Given problem »
Set down all of the entries word for word, omitting the images they contain.

Given data »
┌────────
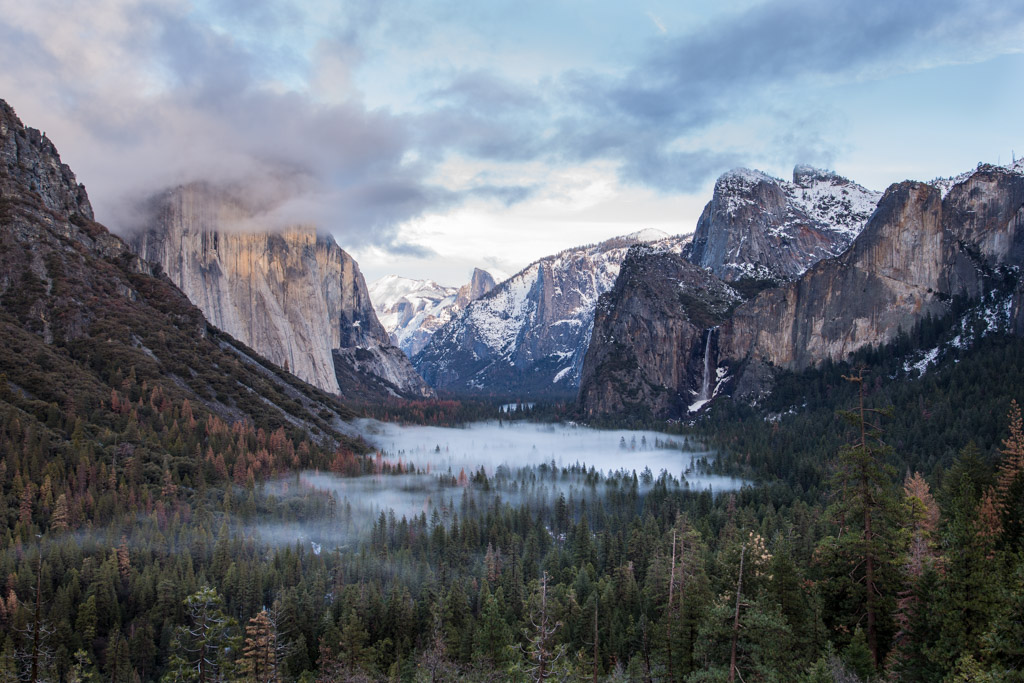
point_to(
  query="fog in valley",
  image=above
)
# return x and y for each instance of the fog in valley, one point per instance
(443, 474)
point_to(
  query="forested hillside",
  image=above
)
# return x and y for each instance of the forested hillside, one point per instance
(161, 485)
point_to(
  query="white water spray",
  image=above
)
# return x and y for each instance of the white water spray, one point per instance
(706, 384)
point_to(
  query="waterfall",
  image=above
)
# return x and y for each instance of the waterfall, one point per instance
(706, 384)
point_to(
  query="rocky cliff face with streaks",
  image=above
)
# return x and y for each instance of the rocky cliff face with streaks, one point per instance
(763, 228)
(653, 336)
(80, 313)
(294, 297)
(920, 249)
(527, 337)
(412, 310)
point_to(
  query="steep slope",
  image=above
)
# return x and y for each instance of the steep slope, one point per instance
└────────
Written response »
point_to(
  query="fog in valley",
  image=above
)
# return x and y for each instance of the fog in valley, one point per instance
(443, 474)
point_to(
  query="forested hillside",
  image=above
)
# return x and y for each instance of the forested hillside, one point per instance
(161, 485)
point_to(
  query="white water spray",
  image=above
)
# return x and y for each instance of the white water spray, one point per instance
(706, 384)
point_to(
  query="waterfall",
  image=above
)
# return x and y for each instance of the waterfall, one point per instance
(706, 384)
point_to(
  query="rocky cliff face with streaks",
  image=above
)
# return x and y for each instance of the rocky cliff face with streaks, one point per instance
(763, 228)
(653, 336)
(80, 313)
(294, 297)
(920, 249)
(527, 337)
(412, 310)
point_to(
  query="steep slope",
  image=above
)
# return x and y for each instance of the steep slope, one point per instance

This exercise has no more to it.